» **Aim of the exercise**: Copy out every line of the records below, replacing "annotate" with "mark" wherever it occurs and leaving everything else unchanged.

[Stored dataset items]
::::

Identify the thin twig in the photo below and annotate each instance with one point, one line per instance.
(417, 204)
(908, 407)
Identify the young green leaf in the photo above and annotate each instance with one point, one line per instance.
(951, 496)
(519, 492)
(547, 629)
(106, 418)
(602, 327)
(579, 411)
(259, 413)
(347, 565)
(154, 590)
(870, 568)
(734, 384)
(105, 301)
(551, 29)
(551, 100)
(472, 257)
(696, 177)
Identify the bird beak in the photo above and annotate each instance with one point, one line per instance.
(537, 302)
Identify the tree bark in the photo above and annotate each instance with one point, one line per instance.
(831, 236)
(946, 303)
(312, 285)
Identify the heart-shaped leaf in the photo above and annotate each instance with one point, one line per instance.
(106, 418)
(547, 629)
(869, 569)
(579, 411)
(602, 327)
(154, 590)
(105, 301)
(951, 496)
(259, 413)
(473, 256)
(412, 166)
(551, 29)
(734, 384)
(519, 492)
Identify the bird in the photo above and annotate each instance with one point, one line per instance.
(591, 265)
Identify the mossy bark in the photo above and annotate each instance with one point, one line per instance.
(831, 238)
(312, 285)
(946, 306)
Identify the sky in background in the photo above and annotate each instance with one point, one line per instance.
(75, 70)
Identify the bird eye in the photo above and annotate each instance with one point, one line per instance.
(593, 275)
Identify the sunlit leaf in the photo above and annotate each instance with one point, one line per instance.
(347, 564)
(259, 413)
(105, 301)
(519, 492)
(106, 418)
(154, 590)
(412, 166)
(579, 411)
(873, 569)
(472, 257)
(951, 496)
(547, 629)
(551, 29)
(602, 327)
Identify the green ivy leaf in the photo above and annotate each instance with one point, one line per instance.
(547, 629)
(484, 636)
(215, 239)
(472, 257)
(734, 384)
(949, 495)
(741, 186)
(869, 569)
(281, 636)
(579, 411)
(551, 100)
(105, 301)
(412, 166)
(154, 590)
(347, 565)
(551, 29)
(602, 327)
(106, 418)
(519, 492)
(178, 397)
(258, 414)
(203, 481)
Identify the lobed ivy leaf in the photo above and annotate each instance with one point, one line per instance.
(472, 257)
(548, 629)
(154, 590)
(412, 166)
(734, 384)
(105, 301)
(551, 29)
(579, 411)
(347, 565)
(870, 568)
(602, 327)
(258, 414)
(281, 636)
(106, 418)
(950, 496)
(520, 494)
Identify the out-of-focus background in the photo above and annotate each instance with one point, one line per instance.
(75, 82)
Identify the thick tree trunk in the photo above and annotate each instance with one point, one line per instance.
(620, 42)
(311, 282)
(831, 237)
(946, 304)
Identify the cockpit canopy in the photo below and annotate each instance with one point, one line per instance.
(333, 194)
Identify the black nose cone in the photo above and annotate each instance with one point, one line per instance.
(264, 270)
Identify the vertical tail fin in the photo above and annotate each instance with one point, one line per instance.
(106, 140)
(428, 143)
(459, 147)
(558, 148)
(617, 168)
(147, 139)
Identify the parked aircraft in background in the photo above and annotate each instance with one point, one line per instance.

::::

» **Finished task**:
Identify the thin twig in the photo below and mark each instance with one point, one line per instance.
(417, 204)
(908, 407)
Identify the young green leaf in the photo above and mark each instance with one point, one line per instance.
(951, 496)
(519, 492)
(547, 629)
(106, 418)
(602, 327)
(579, 411)
(259, 413)
(347, 565)
(154, 590)
(870, 568)
(734, 384)
(105, 301)
(551, 29)
(551, 100)
(472, 257)
(696, 177)
Identify the bird beak in the photo above and mark each instance with one point, one line per instance.
(537, 302)
Identify the tree bark in the photo above and mark each instance with one point, one line per instance.
(831, 236)
(946, 303)
(312, 285)
Identify the heart-shaped leaf in the photo above and mark each instance with one point, one line per instance.
(106, 418)
(547, 629)
(869, 569)
(579, 411)
(602, 327)
(154, 590)
(105, 301)
(951, 496)
(259, 413)
(473, 256)
(412, 166)
(551, 29)
(734, 384)
(519, 492)
Identify the bird in the photo above and mark each instance with one point, one line per instance.
(591, 265)
Identify the mossy bark in the photo above and mark each instance with one point, one line per instance.
(831, 238)
(312, 285)
(946, 306)
Identify the sky in background in the photo above and mark each instance with one point, one line per instance.
(75, 70)
Identify the bird eye in the photo above and mark each instance with one point, one line per instance.
(593, 275)
Identify the sunlit leaf in the photo above and mark each instance with one point, one line per instance.
(347, 564)
(259, 413)
(105, 301)
(519, 492)
(106, 418)
(154, 590)
(412, 166)
(579, 411)
(873, 569)
(472, 257)
(951, 496)
(547, 629)
(551, 29)
(602, 327)
Identify the green ivy leaf in the photo above and mark each instance with one point, one line per instance.
(547, 629)
(484, 636)
(215, 239)
(472, 257)
(734, 384)
(949, 495)
(741, 186)
(869, 569)
(281, 636)
(579, 411)
(551, 100)
(105, 301)
(412, 166)
(154, 590)
(347, 565)
(551, 29)
(602, 327)
(106, 418)
(519, 492)
(178, 397)
(258, 414)
(203, 481)
Identify the lobed ivy leaf in the photo above and mark each instance with one point, one line per instance.
(472, 257)
(548, 629)
(154, 590)
(412, 166)
(734, 384)
(105, 301)
(551, 29)
(579, 411)
(347, 565)
(870, 568)
(602, 327)
(258, 414)
(281, 636)
(106, 418)
(950, 496)
(520, 494)
Identify the out-of-focus background in the photo above and mark each instance with one point, one line per instance.
(75, 82)
Identify the thick tree trunk in the photo above and mark each instance with one point, one line per instance.
(620, 42)
(311, 282)
(831, 237)
(946, 304)
Identify the cockpit canopy in the photo below and mark each instance with one point, one line per instance.
(333, 194)
Identify the black nose cone in the photo above and mark each instance with one point, one line per instance.
(264, 270)
Identify the vertical tail fin in the photo above and mark each instance with one point, one line per instance.
(106, 140)
(428, 143)
(459, 147)
(558, 148)
(617, 168)
(147, 139)
Identify the parked aircraft in background in the photo above and mark each instance with one point, one line per instance.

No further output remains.